__Entries supplied__
....................

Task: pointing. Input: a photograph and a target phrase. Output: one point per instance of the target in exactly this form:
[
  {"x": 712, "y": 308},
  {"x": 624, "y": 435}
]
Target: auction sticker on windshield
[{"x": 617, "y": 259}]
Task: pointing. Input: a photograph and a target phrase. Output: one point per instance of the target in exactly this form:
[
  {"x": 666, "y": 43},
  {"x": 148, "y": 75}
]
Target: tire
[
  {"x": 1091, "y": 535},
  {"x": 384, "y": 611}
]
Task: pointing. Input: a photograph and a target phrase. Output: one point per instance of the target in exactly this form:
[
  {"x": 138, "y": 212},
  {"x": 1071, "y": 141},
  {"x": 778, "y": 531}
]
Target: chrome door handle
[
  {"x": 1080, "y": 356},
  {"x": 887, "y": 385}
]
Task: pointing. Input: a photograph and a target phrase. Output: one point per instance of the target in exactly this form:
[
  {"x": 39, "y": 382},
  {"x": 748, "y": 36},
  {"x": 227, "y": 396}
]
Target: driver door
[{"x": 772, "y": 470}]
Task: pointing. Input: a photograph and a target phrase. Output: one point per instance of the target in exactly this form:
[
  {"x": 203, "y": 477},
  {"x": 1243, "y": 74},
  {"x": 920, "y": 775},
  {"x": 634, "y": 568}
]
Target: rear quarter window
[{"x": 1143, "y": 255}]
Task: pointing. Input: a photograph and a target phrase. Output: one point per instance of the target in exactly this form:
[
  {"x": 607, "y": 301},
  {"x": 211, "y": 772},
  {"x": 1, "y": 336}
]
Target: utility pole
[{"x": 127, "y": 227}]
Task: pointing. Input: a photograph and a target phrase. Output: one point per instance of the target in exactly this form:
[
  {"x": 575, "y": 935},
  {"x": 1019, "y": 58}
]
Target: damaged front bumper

....................

__What you will do__
Every entry should be retyped exactly as shown.

__Response to the task__
Task: pointing. Input: a photograph and a target phrase. Output: one point per instance of the target in exactly this form:
[
  {"x": 712, "y": 308},
  {"x": 624, "y": 435}
]
Target: auction sticker on windshield
[{"x": 617, "y": 259}]
Task: pointing. Input: a photograph and a target phrase. Output: one point per instance of the target in exactly this form:
[
  {"x": 666, "y": 43},
  {"x": 148, "y": 75}
]
Target: tire
[
  {"x": 1091, "y": 535},
  {"x": 384, "y": 611}
]
Task: pointing. Input: a photograph and a target phrase. Output: one point per instance of the target in exactly this form:
[
  {"x": 138, "y": 212},
  {"x": 1071, "y": 141},
  {"x": 778, "y": 531}
]
Target: chrome door handle
[
  {"x": 1080, "y": 356},
  {"x": 887, "y": 385}
]
Task: pointing. Input: a photograph and a target phrase. Output: one point per instance of the target in exactly this form:
[
  {"x": 39, "y": 382},
  {"x": 748, "y": 36},
  {"x": 227, "y": 396}
]
Target: driver door
[{"x": 772, "y": 470}]
Task: pointing. Input: a photograph and a target phrase. Output: one point per instance of the target in exactly this form:
[
  {"x": 203, "y": 477},
  {"x": 1243, "y": 74},
  {"x": 920, "y": 775},
  {"x": 634, "y": 568}
]
Target: rear quarter window
[{"x": 1143, "y": 255}]
Task: pointing. Input: a photograph and a target phrase. Output: one point per instance of the target in exactly this form:
[
  {"x": 607, "y": 301},
  {"x": 211, "y": 772},
  {"x": 1, "y": 336}
]
Target: utility pole
[{"x": 127, "y": 227}]
Task: pointing. Input: a photograph and a target phrase. Output: one point per instance of the target in exactly this form:
[
  {"x": 575, "y": 935},
  {"x": 1019, "y": 58}
]
Target: damaged front bumper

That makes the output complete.